> [Passage for review]:
------
A king’s comeuppance: It can be tricky business, tinkering with the words of William Shakespeare. On one hand, let’s face it, his plays can be a real slog for those of us who are iambic pentameter-averse. On the other hand, c’mon: The dude was the Bard. They don’t give you a title like that if you are a hack. His writing has power and beauty and meaning.

Presenting a Shakespeare play with someone else’s words is kind of like listening to Leonard Cohen songs with Kevin Federline lyrics dubbed in. So we can appreciate the challenging middle ground staked out by the African-American Shakespeare Company in its new production of Shakespeare’s “Richard II.” A somewhat modernized verse for the play was devised by Naomi Iizuka, and the historical drama has been altered here to a memory play, which means it starts at the end — after Richard has been deposed — and looks back at what happened.
------
> [Problem to work on]: Reproduce the review of "Richard II" above word for word, in full.

Region pointing data:
------
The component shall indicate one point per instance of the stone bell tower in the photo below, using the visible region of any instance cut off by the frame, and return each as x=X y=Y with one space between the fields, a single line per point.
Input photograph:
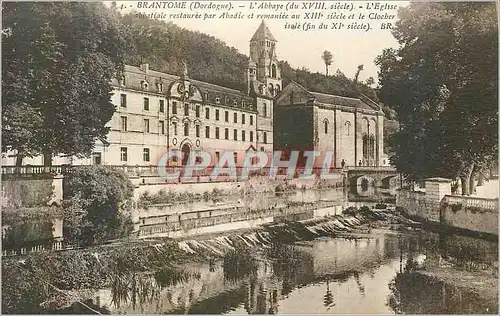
x=264 y=61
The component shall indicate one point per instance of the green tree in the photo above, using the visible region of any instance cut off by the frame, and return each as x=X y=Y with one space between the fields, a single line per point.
x=100 y=205
x=370 y=81
x=58 y=61
x=327 y=58
x=356 y=76
x=442 y=83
------
> [Written reply]:
A king’s comeuppance: It can be tricky business, tinkering with the words of William Shakespeare. On one hand, let’s face it, his plays can be a real slog for those of us who are iambic pentameter-averse. On the other hand, c’mon: The dude was the Bard. They don’t give you a title like that if you are a hack. His writing has power and beauty and meaning.

Presenting a Shakespeare play with someone else’s words is kind of like listening to Leonard Cohen songs with Kevin Federline lyrics dubbed in. So we can appreciate the challenging middle ground staked out by the African-American Shakespeare Company in its new production of Shakespeare’s “Richard II.” A somewhat modernized verse for the play was devised by Naomi Iizuka, and the historical drama has been altered here to a memory play, which means it starts at the end — after Richard has been deposed — and looks back at what happened.